• CEL ZADANIA: Przepisz wiernie, wiersz po wierszu, wszystkie poniższe wpisy.

• POKAZANY MATERIAŁ:
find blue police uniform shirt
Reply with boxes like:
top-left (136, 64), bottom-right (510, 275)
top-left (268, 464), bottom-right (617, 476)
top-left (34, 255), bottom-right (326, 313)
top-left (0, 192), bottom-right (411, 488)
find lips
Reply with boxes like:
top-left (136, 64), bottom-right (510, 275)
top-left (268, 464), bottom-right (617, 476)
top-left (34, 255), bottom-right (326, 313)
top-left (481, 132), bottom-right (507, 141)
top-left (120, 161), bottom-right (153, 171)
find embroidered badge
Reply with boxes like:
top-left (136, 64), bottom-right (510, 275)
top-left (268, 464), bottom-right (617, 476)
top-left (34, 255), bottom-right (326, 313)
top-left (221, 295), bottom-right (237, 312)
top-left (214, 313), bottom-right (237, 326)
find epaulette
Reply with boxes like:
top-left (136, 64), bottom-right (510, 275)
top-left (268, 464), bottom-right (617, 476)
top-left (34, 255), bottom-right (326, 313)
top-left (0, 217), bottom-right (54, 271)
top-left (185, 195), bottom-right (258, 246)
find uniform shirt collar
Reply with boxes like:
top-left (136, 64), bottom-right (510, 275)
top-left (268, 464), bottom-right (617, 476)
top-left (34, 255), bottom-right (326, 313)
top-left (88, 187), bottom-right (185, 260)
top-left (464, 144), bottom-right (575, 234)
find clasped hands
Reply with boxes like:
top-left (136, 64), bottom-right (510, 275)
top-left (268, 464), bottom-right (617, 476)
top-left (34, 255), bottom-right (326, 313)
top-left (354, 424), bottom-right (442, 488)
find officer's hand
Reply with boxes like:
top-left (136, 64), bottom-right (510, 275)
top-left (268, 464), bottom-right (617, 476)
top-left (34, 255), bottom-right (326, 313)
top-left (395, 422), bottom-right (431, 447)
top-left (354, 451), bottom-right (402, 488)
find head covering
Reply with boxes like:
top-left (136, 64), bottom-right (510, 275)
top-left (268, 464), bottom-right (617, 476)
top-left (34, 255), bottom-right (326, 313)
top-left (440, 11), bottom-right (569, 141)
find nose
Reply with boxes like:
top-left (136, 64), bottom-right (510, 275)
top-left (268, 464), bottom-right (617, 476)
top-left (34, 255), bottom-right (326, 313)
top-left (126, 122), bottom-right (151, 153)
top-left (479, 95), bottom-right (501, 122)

• ROZWIĄZANE ZADANIE:
find blue police uniform shirt
Reply with boxes like:
top-left (136, 64), bottom-right (510, 275)
top-left (268, 464), bottom-right (617, 476)
top-left (34, 255), bottom-right (326, 313)
top-left (0, 192), bottom-right (411, 488)
find lips
Reply with boxes like:
top-left (136, 64), bottom-right (510, 275)
top-left (268, 464), bottom-right (617, 476)
top-left (34, 255), bottom-right (326, 313)
top-left (481, 132), bottom-right (507, 141)
top-left (120, 161), bottom-right (153, 171)
find embroidered badge
Reply with boxes like:
top-left (136, 64), bottom-right (510, 275)
top-left (268, 464), bottom-right (617, 476)
top-left (34, 255), bottom-right (326, 313)
top-left (221, 295), bottom-right (237, 312)
top-left (214, 313), bottom-right (237, 326)
find epaulette
Reply with boxes like:
top-left (136, 64), bottom-right (510, 275)
top-left (268, 464), bottom-right (617, 476)
top-left (34, 255), bottom-right (326, 313)
top-left (0, 217), bottom-right (54, 271)
top-left (185, 195), bottom-right (258, 246)
find uniform shirt collar
Reply with boxes like:
top-left (136, 64), bottom-right (510, 275)
top-left (268, 464), bottom-right (617, 476)
top-left (34, 255), bottom-right (326, 313)
top-left (88, 187), bottom-right (185, 260)
top-left (464, 144), bottom-right (575, 234)
find clasped hands
Reply with boxes like:
top-left (136, 64), bottom-right (510, 275)
top-left (268, 464), bottom-right (617, 476)
top-left (34, 255), bottom-right (326, 313)
top-left (354, 424), bottom-right (442, 488)
find officer's hand
Reply with boxes like:
top-left (136, 64), bottom-right (510, 275)
top-left (268, 464), bottom-right (617, 476)
top-left (34, 255), bottom-right (326, 313)
top-left (395, 422), bottom-right (431, 447)
top-left (354, 451), bottom-right (402, 488)
find head covering
Reply with boxes like:
top-left (136, 64), bottom-right (510, 275)
top-left (268, 464), bottom-right (617, 476)
top-left (34, 255), bottom-right (326, 313)
top-left (440, 11), bottom-right (569, 141)
find nose
Reply with boxes like:
top-left (136, 64), bottom-right (510, 275)
top-left (268, 464), bottom-right (617, 476)
top-left (34, 255), bottom-right (326, 313)
top-left (126, 122), bottom-right (151, 153)
top-left (479, 95), bottom-right (501, 122)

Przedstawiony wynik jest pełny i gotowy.